» Passage shown:
The Shanghai Stock Exchange’s new Science and Technology Board (STAR) is still generating IPOs with spectacular price appreciation. Of the top 10 companies on the STAR board by turnover, nine are trading above their IPO price, and six have doubled or more. Several IPOs were well received during the past week.

It’s hard to be sure, but the continued buoyancy of China’s nascent answer to NASDAQ appears to reflect retail sentiment. China’s stock market is dominated by individual investors, unlike institution-dominated Western markets. There is some speculation that in a crunch, the Chinese authorities might repeat their direct intervention into the stock market of 2015, but there’s no evidence of government purchases yet.

The STAR board is a small but important parameter of Chinese sentiment. Private entrepreneurs will determine whether China can shift its growth model up the value-added chain and turn technological prowess into economic growth. Enthusiasm for the listings of new high-tech companies would raise the animal spirits of the Chinese private sector and encourage new capital commitments.

The key parameter for China’s economy remains the rate of new infection. According to China’s National Health Council (as reported by JP Morgan), the number of new confirmed and suspect cases is falling and the total is leveling off.

» Directions:
(A) In the passage on the STAR board, begin at the words "The Shanghai Stock" and stop after "government purchases yet.", changing "retail sentiment" to "the mood of small investors".
(B) Write what comes next in the passage on the STAR board and China's economy, picking up after its final sentence.
The rows that come after this passage are separate material with no link to it.

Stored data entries
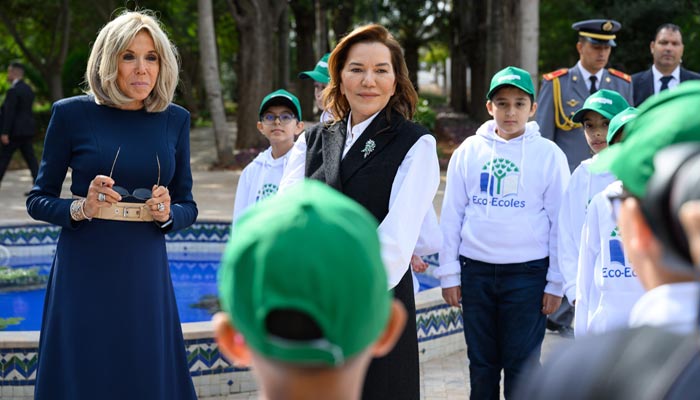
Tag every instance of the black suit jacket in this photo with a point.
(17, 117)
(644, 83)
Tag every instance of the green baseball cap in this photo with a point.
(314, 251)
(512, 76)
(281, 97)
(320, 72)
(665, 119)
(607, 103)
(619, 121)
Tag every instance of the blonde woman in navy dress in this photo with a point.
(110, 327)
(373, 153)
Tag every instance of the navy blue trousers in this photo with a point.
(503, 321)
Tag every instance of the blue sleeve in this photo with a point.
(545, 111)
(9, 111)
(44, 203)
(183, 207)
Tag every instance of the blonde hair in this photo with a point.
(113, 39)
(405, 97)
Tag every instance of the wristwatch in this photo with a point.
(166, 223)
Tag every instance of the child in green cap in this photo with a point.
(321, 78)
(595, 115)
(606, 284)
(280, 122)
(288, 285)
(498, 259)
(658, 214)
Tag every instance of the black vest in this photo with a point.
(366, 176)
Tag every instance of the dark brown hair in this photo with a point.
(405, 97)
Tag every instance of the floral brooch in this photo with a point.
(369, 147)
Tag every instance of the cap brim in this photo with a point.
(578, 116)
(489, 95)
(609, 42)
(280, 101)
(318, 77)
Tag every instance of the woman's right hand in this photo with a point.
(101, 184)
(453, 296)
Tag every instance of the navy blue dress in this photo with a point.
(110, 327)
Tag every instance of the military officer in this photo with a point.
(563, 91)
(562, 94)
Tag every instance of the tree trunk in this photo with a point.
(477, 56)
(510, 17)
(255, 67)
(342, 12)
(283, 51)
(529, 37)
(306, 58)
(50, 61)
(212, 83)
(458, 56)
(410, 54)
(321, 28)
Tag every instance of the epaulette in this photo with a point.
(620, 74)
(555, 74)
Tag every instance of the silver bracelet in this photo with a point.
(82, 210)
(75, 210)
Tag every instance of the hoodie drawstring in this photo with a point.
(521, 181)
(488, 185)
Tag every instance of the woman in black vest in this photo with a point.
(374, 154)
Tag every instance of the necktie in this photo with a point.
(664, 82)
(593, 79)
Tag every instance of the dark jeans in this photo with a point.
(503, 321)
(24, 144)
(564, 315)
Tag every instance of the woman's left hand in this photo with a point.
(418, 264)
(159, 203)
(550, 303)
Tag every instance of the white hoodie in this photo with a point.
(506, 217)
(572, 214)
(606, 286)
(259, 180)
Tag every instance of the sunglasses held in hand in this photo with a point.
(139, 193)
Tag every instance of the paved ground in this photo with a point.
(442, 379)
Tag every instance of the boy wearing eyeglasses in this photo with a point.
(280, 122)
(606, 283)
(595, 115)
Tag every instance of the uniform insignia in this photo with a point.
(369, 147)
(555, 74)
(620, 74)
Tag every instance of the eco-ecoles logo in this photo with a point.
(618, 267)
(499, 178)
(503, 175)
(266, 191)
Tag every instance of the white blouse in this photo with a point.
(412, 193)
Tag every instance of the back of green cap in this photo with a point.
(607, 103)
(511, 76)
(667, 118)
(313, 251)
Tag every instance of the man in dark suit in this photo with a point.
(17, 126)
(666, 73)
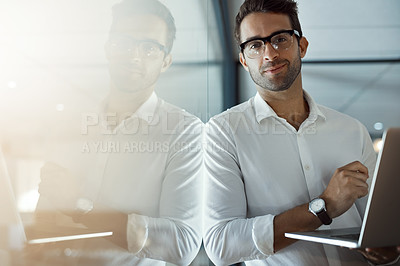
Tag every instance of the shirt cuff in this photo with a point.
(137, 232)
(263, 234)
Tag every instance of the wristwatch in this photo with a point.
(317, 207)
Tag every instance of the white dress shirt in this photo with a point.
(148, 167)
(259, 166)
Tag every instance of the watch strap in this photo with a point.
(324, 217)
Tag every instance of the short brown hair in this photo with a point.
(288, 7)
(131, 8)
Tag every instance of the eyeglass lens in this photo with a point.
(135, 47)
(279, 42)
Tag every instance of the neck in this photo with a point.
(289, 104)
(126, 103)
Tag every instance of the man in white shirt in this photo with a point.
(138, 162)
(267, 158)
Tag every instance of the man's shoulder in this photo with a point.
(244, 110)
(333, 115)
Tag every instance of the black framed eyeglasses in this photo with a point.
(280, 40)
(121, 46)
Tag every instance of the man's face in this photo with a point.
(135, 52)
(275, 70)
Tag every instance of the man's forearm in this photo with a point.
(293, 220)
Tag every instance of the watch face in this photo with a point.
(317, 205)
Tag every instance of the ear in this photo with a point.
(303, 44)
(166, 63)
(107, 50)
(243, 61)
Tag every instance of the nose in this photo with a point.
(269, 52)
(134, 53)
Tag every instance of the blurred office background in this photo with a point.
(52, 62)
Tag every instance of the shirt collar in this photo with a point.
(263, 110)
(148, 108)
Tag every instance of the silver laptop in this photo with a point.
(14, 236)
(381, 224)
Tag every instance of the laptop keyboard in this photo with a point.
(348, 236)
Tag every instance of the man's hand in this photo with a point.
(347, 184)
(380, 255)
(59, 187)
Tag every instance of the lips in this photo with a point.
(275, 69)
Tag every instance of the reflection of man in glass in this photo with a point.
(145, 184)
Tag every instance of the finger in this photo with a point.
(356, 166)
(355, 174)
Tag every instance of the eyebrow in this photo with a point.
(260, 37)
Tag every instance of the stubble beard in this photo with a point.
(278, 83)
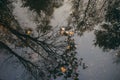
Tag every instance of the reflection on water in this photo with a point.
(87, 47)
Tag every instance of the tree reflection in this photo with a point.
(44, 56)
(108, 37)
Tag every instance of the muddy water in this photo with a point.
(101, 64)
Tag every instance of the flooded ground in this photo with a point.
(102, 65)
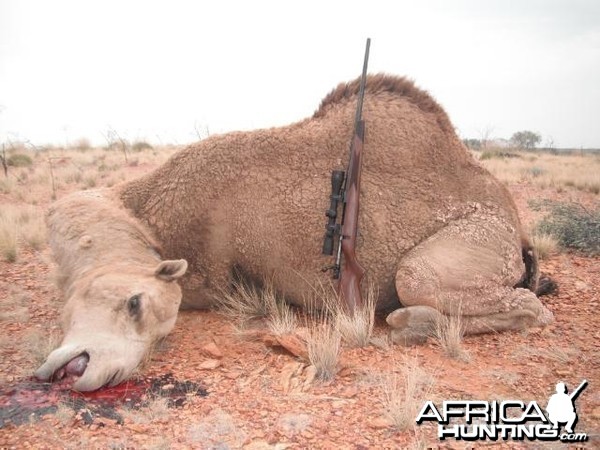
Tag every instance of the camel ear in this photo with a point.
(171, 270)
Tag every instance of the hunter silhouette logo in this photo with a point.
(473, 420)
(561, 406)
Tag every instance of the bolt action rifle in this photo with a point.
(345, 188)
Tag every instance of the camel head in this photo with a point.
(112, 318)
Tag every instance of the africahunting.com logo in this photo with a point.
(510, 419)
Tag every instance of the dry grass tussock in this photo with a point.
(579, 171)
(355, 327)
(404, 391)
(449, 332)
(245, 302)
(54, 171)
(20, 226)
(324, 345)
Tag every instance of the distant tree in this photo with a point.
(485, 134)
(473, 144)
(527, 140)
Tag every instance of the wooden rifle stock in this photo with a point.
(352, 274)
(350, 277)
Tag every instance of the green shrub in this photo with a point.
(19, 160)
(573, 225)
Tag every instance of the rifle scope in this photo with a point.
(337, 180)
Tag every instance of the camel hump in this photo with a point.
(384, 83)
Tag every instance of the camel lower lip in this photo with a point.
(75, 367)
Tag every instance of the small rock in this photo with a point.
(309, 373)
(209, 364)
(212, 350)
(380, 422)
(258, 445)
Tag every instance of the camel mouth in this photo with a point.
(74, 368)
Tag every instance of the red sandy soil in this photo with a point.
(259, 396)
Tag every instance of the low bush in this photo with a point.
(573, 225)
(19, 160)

» Solved problems:
(A)
The Shanghai Stock Exchange’s new Science and Technology Board (STAR) is still generating IPOs with spectacular price appreciation. Of the top 10 companies on the STAR board by turnover, nine are trading above their IPO price, and six have doubled or more. Several IPOs were well received during the past week.

It’s hard to be sure, but the continued buoyancy of China’s nascent answer to NASDAQ appears to reflect the mood of small investors. China’s stock market is dominated by individual investors, unlike institution-dominated Western markets. There is some speculation that in a crunch, the Chinese authorities might repeat their direct intervention into the stock market of 2015, but there’s no evidence of government purchases yet.

(B)
There’s no reason to take China’s numbers at face value, to be sure. At the epidemic’s epicenter in Wuhan, medical personnel ran out of test kits two weeks ago and it is not clear to what extent they have been resupplied. Ferocious exhortations by Chinese officials to citizens not to evade quarantine suggest that many are dodging the requirement, especially in Wuhan, where the concentration of cases has left many quarantined patients without adequate medical care. And the government may simply misreport numbers in order to suppress panic. 

Another reason that reporting of new cases may be an underestimate is that the new coronavirus strain in most cases has manageable symptoms. Perhaps 100,000 Chinese die of influenza each year, and if the death rate continues to taper off, the death toll may be no worse than a bad flu season.

We can however trust the data from most other countries. Both the total number of new cases outside of China as well as the number of new cases on February 10 and 11 are low, according to worldometers.info.

The long latency period of the virus makes it hard to model the infection rate. There may be thousands of supercarriers loose outside of China propagating an infection that is yet to become apparent. But the fragmentary data available suggest that the stock market’s optimism is not entirely misplaced.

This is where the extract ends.